__Exercise requirements__.
Would you restate each entry word for word, omitting the pictures?

__Record excerpts__.
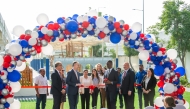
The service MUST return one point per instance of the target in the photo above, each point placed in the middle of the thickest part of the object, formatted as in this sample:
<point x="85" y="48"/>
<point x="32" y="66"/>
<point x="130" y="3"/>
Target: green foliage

__Answer to this task__.
The service MUST return one point per instance of the target in the photo above, each point placed in the middle of the thickest part of the object, formatted as in this sample:
<point x="85" y="48"/>
<point x="32" y="66"/>
<point x="130" y="3"/>
Target: green foliage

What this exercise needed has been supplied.